Using the data beneath, show every line that includes the word "grass".

[Source data]
· · · · · · ·

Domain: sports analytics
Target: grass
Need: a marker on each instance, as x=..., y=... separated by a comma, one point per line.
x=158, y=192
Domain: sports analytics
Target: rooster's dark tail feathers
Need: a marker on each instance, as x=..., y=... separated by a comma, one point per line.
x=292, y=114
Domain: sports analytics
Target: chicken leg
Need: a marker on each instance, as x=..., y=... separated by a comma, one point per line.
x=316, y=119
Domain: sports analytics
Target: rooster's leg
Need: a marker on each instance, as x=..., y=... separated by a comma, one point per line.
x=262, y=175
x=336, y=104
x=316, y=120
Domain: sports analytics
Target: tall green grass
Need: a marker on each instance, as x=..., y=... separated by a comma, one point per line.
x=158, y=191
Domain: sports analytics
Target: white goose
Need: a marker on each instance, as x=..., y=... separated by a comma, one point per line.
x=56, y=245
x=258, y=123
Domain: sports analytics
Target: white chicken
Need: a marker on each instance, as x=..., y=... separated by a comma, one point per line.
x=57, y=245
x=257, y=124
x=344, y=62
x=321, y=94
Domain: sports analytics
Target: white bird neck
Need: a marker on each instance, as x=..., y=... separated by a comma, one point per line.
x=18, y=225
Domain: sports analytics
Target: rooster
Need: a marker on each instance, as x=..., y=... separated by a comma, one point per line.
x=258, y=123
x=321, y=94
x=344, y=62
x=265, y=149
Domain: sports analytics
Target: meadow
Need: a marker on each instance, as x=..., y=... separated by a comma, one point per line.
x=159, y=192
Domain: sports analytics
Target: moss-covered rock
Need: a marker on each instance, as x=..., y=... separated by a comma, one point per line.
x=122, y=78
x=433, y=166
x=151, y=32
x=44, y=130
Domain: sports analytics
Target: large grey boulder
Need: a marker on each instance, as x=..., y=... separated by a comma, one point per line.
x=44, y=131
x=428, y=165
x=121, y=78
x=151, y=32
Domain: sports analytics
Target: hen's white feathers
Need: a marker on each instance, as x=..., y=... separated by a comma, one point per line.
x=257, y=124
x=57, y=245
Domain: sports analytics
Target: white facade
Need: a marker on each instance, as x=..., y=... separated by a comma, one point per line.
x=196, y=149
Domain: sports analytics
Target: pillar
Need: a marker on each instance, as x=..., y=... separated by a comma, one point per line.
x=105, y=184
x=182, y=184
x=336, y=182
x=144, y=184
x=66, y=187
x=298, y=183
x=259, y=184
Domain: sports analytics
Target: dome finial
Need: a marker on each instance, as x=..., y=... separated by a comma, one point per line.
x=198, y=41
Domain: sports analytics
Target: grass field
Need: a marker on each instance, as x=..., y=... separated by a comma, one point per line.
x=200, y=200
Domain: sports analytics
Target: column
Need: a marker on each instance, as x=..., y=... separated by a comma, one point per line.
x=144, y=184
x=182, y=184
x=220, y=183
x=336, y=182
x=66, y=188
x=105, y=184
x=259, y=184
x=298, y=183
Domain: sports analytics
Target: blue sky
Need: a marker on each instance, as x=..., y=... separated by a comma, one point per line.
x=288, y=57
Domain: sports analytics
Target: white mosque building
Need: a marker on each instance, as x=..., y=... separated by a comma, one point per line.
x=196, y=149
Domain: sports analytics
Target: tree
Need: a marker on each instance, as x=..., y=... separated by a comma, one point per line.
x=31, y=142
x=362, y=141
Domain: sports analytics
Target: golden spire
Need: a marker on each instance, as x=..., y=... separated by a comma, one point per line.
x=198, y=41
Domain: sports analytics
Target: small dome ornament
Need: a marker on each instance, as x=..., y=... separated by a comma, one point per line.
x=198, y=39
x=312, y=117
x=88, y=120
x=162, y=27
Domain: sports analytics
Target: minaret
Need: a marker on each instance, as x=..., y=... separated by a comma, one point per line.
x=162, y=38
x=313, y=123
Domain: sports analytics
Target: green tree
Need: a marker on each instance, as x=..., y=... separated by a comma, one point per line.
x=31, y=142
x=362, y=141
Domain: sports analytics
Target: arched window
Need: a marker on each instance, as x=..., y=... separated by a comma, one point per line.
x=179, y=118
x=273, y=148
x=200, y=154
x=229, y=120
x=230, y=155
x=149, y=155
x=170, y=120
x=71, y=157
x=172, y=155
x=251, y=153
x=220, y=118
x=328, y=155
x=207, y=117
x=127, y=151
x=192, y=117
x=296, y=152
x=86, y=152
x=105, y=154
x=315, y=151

· · · · · · ·

> Output for this exercise
Target: grass
Target: tall green grass
Target: grass field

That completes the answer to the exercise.